Requirements
Swap "pointer" for "cursor" in the lines running from the line containing "slope and record the coordinates." through the last line, and give only those lines with everything else unchanged.

---------- Material for this exercise

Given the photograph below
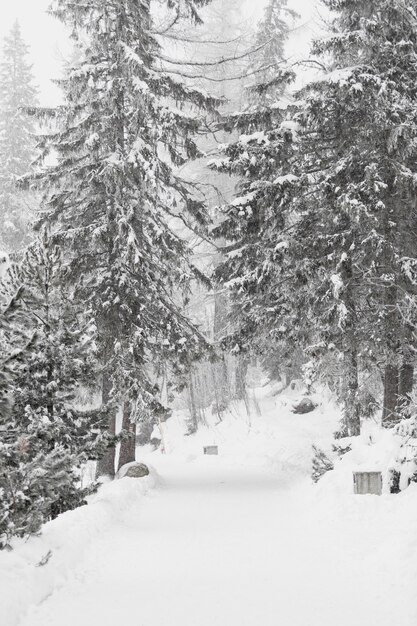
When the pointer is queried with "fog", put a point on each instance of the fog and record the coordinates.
(48, 42)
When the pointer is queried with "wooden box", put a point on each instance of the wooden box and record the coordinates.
(367, 482)
(211, 450)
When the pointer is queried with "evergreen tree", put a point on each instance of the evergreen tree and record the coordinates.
(272, 33)
(46, 438)
(126, 127)
(361, 131)
(323, 233)
(261, 159)
(17, 142)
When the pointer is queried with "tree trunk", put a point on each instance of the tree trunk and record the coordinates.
(391, 378)
(405, 388)
(389, 412)
(193, 422)
(241, 371)
(128, 444)
(352, 412)
(105, 465)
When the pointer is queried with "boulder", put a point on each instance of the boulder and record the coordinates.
(133, 470)
(306, 405)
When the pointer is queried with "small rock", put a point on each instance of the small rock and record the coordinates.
(305, 406)
(133, 470)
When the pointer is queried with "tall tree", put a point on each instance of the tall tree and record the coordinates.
(17, 141)
(48, 355)
(117, 198)
(323, 235)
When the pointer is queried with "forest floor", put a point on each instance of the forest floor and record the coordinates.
(239, 539)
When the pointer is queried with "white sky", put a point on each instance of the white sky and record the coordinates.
(47, 40)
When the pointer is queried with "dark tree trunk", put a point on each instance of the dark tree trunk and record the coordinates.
(193, 422)
(241, 371)
(128, 444)
(405, 388)
(105, 465)
(389, 412)
(352, 413)
(391, 378)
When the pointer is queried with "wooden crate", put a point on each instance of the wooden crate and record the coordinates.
(211, 450)
(367, 482)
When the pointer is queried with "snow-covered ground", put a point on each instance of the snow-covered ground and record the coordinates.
(239, 539)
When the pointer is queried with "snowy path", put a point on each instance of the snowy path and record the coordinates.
(221, 545)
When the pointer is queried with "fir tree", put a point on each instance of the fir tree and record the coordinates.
(117, 198)
(17, 142)
(323, 235)
(272, 33)
(45, 437)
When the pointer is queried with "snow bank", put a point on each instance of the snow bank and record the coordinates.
(25, 581)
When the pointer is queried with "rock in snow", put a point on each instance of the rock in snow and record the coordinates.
(133, 470)
(305, 406)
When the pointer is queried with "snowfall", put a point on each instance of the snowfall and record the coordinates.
(244, 538)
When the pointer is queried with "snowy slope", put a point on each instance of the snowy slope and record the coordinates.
(239, 539)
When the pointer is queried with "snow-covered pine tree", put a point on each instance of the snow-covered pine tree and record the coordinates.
(360, 138)
(49, 352)
(345, 241)
(271, 35)
(254, 222)
(118, 199)
(17, 141)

--------------------

The reply
When the cursor is queried with "snowy slope", put a point on each instance of the snowy slope and record the coordinates.
(239, 539)
When the cursor is queried with "snow-covered pine tree", put a point on each instance of the snow-covered pine tree and record the coordinates.
(360, 138)
(49, 352)
(345, 241)
(271, 35)
(254, 222)
(118, 199)
(17, 141)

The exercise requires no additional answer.